*TASKS*
A - From the article on REM sleep, reproduce the passage starting with "How Much REM" and going on through "hour, says Bhopal.".
B - Translate this sentence from the REM sleep article into Spanish: "During REM sleep, your brain wave activity, heart rate, and blood pressure are similar to when you’re awake."

*PASSAGE PROVIDED*
***

How Much REM Sleep Do You Need? Here’s How To Get Enough



As you snooze, you’ll repeatedly cycle through four stages of sleep, each of which is linked with specific brain waves and neuron activity.

The first three stages are non-REM sleep, and the final stage is REM sleep, which first occurs roughly 90 to 120 minutes after you first fall asleep, says Nishi Bhopal, MD, a board-certified integrative psychiatrist and sleep specialist.

The first REM period might be just 10 minutes long, but as the night goes on, REM sleep gets progressively longer. By the end of your sleep cycle, your REM stage might be as long as an hour, says Bhopal. 

During REM sleep, your brain wave activity, heart rate, and blood pressure are similar to when you’re awake. Your breathing will quicken, and your eyes will move rapidly (hence the name), per the NIH.

This sleep stage is particularly important for emotional regulation, says Bhopal. “When people aren’t getting enough sleep, and if their REM sleep is disrupted, it can lead to emotional dysregulation during the day,” she notes. 

This sleep stage also plays a key role1 in memory consolidation, says Marc Milstein, PhD, a brain health expert and the author of The Age-Proof Brain.

“When you learn something new, your brain cells make this synaptic connection—that’s where the new thing you learned is stored,” Milstein explains. “So at night during REM sleep, your brain finds those new connections, and the electricity that’s running over and throughout your brain is making those connections stronger. So REM sleep…basically solidifies the memories that you learned that day.” 

Most vivid dreams with complex storylines also occur during REM sleep, adds Bhopal. As you dream, your brain is strengthening the connections you learned that day and deprioritizing the connections that are no longer important, adds Milstein. 

When you don’t get enough REM sleep, you may have more trouble with your memory and recall, says Bhopal; animal studies suggest that depriving REM sleep may impair memory formation during complex tasks, according to research published in Physiological Reviews2.

***

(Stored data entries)
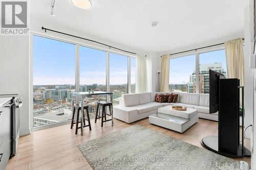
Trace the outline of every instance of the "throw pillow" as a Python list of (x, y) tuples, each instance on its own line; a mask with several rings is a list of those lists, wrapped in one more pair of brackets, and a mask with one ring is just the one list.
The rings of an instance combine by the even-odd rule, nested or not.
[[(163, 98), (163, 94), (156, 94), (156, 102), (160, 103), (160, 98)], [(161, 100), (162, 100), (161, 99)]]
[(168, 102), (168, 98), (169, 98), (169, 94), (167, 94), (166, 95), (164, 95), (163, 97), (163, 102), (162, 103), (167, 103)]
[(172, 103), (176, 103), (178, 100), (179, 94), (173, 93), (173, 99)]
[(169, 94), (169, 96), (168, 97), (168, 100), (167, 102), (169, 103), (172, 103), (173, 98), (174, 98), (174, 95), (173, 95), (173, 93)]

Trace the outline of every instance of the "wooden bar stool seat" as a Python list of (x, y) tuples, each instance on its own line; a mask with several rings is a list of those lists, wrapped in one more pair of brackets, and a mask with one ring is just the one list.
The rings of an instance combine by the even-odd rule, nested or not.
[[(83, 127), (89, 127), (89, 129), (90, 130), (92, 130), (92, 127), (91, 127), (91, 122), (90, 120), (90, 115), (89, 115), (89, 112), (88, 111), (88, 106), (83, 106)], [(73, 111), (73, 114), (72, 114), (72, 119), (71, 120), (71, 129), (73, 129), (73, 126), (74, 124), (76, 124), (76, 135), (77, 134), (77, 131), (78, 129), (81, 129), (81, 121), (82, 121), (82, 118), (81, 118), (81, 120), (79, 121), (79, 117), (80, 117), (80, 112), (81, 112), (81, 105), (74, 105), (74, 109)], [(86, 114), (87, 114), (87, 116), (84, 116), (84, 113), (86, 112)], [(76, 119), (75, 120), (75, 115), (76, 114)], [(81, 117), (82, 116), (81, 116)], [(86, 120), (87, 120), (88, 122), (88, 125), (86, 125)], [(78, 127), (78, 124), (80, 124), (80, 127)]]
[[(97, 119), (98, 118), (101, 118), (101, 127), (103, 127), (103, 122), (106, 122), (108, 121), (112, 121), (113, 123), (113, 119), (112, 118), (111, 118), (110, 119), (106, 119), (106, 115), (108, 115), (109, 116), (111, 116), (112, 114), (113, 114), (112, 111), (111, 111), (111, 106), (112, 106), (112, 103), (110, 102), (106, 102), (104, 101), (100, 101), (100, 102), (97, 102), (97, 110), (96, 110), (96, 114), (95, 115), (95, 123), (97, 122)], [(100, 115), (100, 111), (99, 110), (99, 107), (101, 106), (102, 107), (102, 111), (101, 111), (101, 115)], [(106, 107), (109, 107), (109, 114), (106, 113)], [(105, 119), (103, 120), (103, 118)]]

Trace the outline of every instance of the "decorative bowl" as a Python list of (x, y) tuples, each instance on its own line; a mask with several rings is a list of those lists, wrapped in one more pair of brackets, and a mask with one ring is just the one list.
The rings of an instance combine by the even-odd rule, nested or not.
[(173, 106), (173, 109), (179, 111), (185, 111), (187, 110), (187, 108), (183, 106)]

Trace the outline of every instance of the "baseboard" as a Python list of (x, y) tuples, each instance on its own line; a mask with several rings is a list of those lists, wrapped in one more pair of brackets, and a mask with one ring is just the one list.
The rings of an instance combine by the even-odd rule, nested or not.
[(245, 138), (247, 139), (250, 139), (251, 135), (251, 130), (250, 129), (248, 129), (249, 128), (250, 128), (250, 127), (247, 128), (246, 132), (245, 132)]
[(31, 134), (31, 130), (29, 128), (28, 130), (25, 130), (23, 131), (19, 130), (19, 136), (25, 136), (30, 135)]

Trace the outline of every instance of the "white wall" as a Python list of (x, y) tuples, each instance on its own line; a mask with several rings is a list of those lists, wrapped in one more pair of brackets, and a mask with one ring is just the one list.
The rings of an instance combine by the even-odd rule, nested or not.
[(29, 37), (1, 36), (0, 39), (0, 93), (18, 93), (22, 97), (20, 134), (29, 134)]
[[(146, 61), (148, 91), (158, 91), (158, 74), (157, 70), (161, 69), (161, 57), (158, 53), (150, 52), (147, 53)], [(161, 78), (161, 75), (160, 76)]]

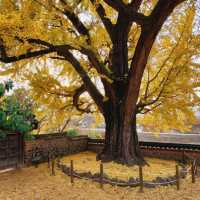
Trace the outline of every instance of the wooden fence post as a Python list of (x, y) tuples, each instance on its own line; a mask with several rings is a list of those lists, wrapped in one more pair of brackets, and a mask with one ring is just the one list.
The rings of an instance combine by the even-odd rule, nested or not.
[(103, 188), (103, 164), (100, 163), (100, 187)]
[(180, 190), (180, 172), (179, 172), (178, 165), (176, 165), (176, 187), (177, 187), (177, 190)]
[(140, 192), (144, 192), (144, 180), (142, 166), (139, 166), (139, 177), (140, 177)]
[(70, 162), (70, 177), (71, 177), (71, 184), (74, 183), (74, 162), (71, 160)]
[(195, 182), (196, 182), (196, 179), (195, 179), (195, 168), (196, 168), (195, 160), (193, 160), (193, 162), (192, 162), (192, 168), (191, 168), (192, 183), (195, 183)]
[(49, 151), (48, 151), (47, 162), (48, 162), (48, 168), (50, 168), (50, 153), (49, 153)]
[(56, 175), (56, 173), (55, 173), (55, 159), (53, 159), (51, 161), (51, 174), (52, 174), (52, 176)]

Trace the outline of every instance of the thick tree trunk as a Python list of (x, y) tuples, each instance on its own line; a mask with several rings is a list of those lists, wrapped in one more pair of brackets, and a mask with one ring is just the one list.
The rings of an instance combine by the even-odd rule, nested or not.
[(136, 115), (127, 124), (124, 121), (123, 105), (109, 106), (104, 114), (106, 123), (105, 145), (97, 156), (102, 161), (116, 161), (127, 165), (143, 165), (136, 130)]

***

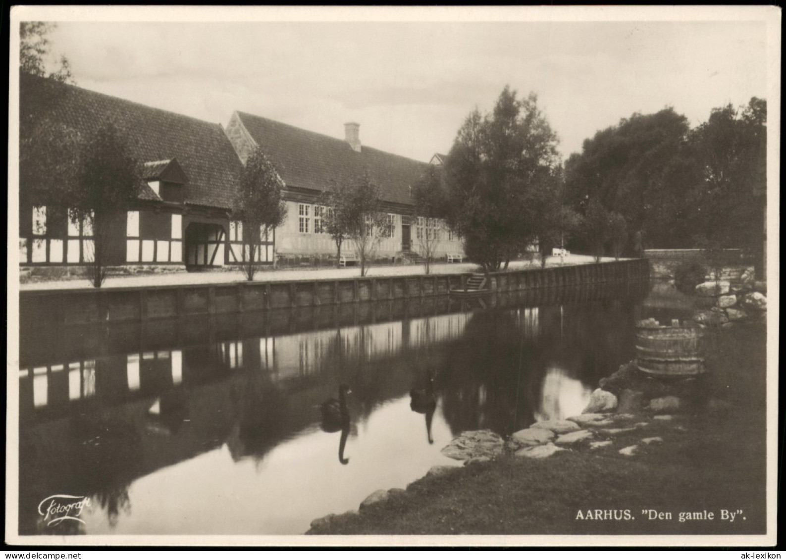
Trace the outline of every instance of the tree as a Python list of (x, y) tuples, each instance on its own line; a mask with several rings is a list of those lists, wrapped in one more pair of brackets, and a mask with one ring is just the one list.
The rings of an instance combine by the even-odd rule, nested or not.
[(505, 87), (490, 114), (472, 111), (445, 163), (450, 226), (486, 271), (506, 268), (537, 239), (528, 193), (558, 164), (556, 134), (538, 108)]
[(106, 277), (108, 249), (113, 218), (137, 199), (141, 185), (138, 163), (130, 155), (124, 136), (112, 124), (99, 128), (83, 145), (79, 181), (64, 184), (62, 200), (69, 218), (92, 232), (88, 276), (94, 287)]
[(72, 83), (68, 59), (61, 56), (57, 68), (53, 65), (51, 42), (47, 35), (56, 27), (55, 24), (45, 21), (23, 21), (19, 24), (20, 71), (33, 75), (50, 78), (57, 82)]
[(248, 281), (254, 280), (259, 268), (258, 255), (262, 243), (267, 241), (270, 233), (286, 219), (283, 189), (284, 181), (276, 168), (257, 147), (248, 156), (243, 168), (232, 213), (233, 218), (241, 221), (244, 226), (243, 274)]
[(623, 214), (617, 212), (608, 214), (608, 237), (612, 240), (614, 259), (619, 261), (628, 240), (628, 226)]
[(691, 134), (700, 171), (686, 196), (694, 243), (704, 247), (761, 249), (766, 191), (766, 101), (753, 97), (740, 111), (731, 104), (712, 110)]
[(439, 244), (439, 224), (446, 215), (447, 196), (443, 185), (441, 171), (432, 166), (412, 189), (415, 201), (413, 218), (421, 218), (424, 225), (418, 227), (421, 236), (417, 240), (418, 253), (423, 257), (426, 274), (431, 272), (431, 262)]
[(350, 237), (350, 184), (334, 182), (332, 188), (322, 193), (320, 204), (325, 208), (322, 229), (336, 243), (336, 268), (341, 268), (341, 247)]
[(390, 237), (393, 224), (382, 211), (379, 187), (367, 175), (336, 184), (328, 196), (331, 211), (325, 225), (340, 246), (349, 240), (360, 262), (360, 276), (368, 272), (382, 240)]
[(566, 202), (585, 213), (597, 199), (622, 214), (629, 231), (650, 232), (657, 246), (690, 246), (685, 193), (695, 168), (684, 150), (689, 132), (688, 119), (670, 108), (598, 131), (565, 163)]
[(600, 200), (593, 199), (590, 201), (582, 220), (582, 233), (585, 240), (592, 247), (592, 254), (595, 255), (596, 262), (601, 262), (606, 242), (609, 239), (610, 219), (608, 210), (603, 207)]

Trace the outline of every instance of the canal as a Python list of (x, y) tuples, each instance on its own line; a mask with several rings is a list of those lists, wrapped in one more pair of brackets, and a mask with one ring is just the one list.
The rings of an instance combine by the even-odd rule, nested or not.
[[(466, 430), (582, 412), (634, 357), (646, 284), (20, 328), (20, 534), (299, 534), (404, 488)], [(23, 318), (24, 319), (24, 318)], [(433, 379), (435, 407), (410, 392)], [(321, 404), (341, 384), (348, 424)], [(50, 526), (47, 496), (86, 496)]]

***

*RESPONSES BY ITEM NUMBER*
A -
How Much REM Sleep Do You Need? Here’s How To Get Enough



As you snooze, you’ll repeatedly cycle through four stages of sleep, each of which is linked with specific brain waves and neuron activity.

The first three stages are non-REM sleep, and the final stage is REM sleep, which first occurs roughly 90 to 120 minutes after you first fall asleep, says Nishi Bhopal, MD, a board-certified integrative psychiatrist and sleep specialist.

The first REM period might be just 10 minutes long, but as the night goes on, REM sleep gets progressively longer. By the end of your sleep cycle, your REM stage might be as long as an hour, says Bhopal.

B - Durante el sueño REM, tu actividad de ondas cerebrales, tu frecuencia cardíaca y tu presión arterial son similares a las de cuando estás en vigilia.